Data entries.

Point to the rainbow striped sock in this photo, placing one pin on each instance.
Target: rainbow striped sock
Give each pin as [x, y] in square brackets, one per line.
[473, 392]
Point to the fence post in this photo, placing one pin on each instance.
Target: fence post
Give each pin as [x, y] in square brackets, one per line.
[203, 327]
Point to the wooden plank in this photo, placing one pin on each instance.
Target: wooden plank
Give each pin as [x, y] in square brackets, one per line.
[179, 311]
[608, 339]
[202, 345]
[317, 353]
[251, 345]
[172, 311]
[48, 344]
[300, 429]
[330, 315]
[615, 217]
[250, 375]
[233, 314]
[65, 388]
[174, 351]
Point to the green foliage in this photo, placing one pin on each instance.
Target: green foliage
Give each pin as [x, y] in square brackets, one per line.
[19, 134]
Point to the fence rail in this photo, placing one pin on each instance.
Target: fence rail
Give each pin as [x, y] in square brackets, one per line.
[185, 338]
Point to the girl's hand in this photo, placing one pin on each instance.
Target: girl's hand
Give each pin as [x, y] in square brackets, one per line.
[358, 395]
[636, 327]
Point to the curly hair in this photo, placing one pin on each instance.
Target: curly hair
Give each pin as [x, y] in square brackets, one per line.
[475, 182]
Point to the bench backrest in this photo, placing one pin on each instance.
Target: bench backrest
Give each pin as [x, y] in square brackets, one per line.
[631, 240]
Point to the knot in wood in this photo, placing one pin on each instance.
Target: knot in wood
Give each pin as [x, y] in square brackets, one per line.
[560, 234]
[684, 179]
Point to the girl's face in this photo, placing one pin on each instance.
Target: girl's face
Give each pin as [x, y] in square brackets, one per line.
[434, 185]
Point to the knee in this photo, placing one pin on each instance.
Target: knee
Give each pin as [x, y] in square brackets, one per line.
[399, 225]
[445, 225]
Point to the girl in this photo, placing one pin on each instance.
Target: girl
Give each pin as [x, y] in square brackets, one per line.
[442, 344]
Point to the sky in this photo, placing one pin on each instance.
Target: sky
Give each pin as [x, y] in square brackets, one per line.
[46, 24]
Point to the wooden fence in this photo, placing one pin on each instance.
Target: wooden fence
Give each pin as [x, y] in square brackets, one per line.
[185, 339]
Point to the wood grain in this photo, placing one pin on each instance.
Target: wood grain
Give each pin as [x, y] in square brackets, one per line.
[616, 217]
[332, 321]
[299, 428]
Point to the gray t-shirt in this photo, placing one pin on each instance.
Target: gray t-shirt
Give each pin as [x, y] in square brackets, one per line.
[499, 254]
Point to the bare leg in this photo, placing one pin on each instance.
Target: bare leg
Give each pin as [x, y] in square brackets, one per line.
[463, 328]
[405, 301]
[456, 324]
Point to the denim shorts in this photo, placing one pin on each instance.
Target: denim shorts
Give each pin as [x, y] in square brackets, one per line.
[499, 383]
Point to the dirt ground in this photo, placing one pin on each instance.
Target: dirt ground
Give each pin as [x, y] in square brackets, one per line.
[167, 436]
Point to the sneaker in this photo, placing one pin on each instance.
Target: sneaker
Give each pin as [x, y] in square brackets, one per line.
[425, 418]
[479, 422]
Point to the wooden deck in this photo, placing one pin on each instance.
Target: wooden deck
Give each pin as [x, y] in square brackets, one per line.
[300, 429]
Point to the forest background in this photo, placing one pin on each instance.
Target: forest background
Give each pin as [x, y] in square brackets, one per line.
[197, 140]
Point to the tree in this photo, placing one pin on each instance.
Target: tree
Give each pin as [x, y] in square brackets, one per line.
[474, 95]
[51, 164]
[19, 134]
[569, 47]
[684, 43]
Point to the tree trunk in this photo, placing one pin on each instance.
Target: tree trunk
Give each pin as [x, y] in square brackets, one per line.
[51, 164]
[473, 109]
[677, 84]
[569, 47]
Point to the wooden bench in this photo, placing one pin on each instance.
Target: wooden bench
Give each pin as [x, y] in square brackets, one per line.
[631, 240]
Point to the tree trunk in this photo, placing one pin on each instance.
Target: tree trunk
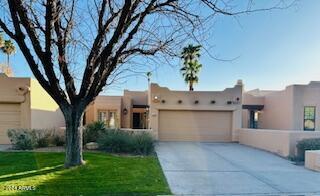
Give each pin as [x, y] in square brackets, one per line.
[73, 138]
[190, 86]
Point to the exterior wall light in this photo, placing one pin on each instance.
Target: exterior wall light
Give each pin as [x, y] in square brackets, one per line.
[125, 111]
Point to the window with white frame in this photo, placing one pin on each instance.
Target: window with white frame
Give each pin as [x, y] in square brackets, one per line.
[309, 118]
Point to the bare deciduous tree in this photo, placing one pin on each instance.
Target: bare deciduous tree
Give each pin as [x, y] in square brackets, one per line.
[64, 39]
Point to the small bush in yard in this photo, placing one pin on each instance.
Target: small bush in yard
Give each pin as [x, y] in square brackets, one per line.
[44, 137]
[117, 141]
[143, 143]
[92, 131]
[307, 144]
[22, 139]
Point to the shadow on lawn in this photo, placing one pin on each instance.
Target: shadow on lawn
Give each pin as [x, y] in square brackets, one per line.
[17, 176]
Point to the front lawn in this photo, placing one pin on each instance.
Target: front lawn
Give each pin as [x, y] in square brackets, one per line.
[103, 174]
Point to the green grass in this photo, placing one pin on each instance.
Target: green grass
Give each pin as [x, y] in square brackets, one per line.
[103, 174]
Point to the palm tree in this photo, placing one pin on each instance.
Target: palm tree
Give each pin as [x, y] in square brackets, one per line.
[191, 66]
[149, 74]
[1, 41]
[9, 49]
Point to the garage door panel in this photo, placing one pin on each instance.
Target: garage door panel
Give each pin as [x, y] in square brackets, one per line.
[9, 119]
[195, 126]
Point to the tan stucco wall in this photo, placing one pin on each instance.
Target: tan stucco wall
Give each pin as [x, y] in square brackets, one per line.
[305, 95]
[281, 142]
[137, 97]
[284, 109]
[14, 96]
[110, 103]
[188, 98]
[45, 113]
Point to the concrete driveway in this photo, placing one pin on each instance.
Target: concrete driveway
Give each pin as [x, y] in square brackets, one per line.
[232, 169]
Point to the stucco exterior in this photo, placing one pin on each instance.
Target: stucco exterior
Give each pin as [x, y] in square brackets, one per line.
[281, 142]
[163, 99]
[284, 109]
[173, 115]
[124, 107]
[25, 104]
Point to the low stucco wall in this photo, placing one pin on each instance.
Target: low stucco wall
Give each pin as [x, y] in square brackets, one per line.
[281, 142]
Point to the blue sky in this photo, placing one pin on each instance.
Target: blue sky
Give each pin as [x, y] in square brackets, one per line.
[273, 50]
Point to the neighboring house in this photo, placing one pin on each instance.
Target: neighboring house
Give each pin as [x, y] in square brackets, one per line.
[24, 104]
[297, 107]
[171, 115]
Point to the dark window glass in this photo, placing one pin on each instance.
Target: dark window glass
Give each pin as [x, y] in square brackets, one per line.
[309, 118]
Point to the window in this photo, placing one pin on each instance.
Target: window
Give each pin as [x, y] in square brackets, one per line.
[102, 116]
[112, 119]
[309, 118]
[108, 117]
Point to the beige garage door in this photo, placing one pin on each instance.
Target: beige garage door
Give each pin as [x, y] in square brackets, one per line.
[195, 126]
[9, 118]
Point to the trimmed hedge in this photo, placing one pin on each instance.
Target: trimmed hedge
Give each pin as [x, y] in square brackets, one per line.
[307, 144]
[118, 141]
[22, 139]
[92, 131]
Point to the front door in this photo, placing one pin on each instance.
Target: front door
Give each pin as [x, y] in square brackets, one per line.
[253, 119]
[136, 121]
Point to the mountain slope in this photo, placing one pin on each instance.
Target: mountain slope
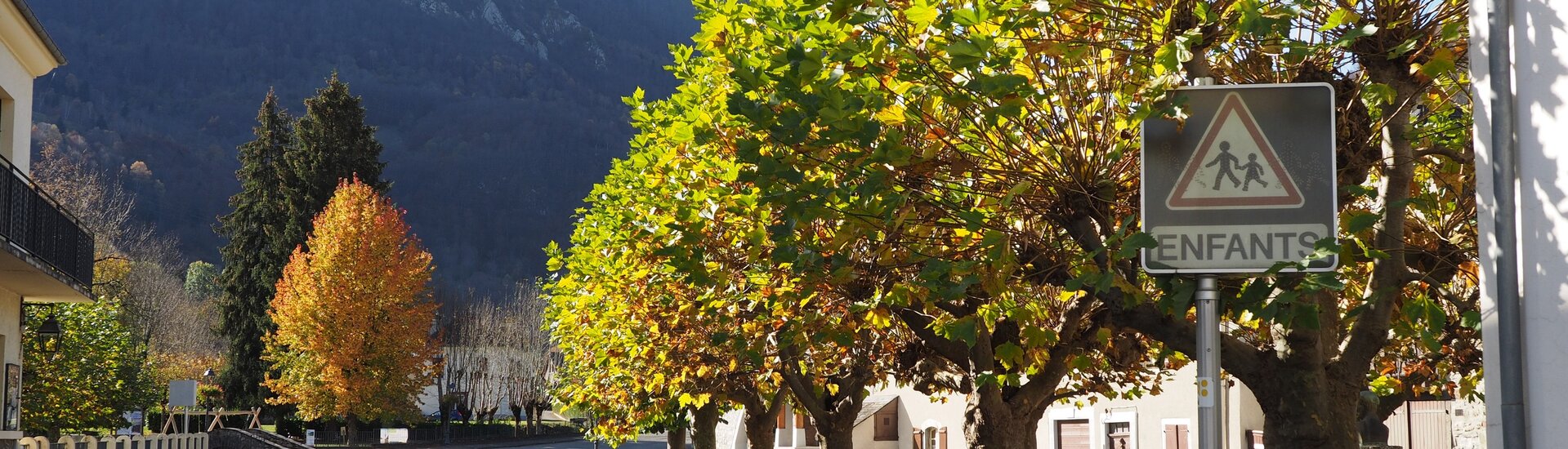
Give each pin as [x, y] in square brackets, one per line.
[498, 114]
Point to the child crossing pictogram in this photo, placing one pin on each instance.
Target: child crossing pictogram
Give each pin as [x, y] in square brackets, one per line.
[1216, 177]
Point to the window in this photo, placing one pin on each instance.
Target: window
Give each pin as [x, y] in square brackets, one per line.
[1119, 435]
[887, 423]
[1073, 433]
[1177, 437]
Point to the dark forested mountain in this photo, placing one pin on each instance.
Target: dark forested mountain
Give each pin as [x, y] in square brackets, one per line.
[496, 114]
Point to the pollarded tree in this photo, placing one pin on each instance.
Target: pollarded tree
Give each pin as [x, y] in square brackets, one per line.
[353, 315]
[940, 158]
[1399, 317]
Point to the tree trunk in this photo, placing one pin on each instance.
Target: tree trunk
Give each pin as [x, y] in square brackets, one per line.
[761, 425]
[704, 429]
[1307, 411]
[989, 423]
[677, 435]
[516, 420]
[351, 433]
[535, 420]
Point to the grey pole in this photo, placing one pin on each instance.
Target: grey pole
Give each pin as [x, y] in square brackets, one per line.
[1208, 362]
[1504, 165]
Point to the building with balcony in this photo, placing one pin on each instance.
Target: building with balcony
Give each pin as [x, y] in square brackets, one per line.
[46, 256]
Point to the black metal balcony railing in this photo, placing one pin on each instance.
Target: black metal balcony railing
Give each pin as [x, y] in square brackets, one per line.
[37, 224]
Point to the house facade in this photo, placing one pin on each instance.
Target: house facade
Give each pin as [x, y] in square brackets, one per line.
[46, 256]
[902, 418]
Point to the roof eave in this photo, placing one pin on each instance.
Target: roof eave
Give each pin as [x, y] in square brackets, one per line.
[38, 29]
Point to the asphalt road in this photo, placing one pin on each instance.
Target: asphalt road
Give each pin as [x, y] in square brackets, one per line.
[646, 442]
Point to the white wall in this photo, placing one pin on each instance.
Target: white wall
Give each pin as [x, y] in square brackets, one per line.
[1540, 49]
[11, 338]
[16, 110]
[1178, 402]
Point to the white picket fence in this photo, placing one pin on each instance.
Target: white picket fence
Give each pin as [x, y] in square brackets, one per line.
[123, 442]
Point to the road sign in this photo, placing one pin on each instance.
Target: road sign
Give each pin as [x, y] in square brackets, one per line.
[1245, 184]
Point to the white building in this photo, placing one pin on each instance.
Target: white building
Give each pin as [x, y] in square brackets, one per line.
[44, 254]
[902, 418]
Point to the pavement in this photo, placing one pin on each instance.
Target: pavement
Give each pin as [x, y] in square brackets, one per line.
[542, 442]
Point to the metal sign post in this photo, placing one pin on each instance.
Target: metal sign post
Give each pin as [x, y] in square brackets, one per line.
[1244, 185]
[1208, 362]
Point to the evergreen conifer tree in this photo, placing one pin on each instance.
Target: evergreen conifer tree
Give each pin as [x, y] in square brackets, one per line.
[334, 144]
[288, 176]
[254, 256]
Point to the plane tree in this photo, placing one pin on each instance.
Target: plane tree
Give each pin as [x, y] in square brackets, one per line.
[1399, 317]
[941, 160]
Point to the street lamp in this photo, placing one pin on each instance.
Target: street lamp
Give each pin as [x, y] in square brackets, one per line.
[47, 331]
[441, 401]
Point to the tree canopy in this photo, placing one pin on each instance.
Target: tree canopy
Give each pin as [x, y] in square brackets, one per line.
[962, 179]
[353, 315]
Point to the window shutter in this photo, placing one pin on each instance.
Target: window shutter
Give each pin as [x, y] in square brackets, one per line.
[887, 428]
[811, 433]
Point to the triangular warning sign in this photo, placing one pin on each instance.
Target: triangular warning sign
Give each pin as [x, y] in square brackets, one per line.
[1235, 167]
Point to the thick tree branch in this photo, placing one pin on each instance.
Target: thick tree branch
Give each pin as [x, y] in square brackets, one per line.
[1240, 358]
[921, 324]
[1388, 274]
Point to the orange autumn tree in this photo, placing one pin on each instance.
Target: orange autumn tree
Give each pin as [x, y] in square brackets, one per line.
[353, 315]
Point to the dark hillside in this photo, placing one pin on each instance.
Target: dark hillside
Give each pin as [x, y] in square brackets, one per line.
[498, 116]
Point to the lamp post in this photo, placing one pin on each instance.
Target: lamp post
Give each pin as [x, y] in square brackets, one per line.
[441, 401]
[208, 401]
[47, 331]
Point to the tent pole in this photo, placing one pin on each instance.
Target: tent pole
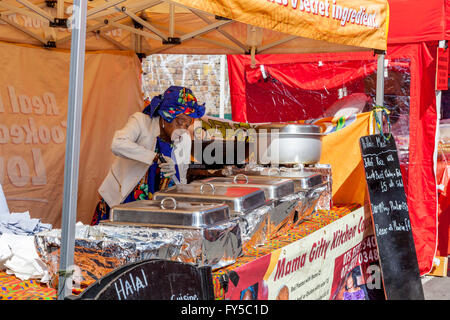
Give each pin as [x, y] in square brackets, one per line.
[442, 44]
[379, 99]
[222, 86]
[75, 100]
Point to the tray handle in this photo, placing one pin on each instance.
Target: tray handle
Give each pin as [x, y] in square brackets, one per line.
[235, 179]
[174, 202]
[207, 184]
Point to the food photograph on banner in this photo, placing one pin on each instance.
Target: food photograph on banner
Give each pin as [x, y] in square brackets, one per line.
[224, 150]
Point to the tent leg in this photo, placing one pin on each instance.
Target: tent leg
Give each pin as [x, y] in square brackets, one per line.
[379, 99]
[222, 86]
[69, 210]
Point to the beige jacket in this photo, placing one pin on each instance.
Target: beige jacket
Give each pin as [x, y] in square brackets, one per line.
[134, 147]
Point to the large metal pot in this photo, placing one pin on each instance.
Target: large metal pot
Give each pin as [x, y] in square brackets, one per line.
[280, 143]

Set task.
Rewrite everything from the line containing "Point to the lamp" down to the last of the lines above, requests included, and scale every pin coordinate in the answers by 0.85, rounding to whole numbers with halves going up. Leave the pictures out.

Answer to this problem.
Point to the lamp post in this photo, placing one pin on each instance.
Target: lamp post
Give each pin as [x, y] in square brackets, one per line.
[375, 341]
[177, 341]
[40, 281]
Point to the tent pole in this photo, placing one pin on each instance.
Target: tent pole
Give each pin as [x, y] in square brackets, one per line.
[376, 37]
[322, 84]
[189, 73]
[64, 85]
Point to the tray handle in this photo, placing one pin on each instance.
Target: tray handle
Give each pin as [x, y] in square brackets, one per line.
[200, 152]
[148, 172]
[176, 156]
Point to the food photograph on banner in this photo, placing one pin on each instance.
Target: food photograph on banner
Give each pin as [x, y] in square brackets, one per line.
[190, 128]
Point to the tent leg in this photo, placing one pin on each instance.
Target: tent leg
Give each pin as [x, y] in square brackets, one per line.
[322, 84]
[189, 73]
[59, 179]
Point to the beige jacket in this photo, placing one pin on each instance.
Target: beige jacket
Give each pin as [x, y] in square brackets, one per line.
[114, 125]
Point to the large metal pot in this photo, placing one pin on each instance.
Target: large metal pot
Give each pin as [x, y] in square brackets, one per line.
[238, 122]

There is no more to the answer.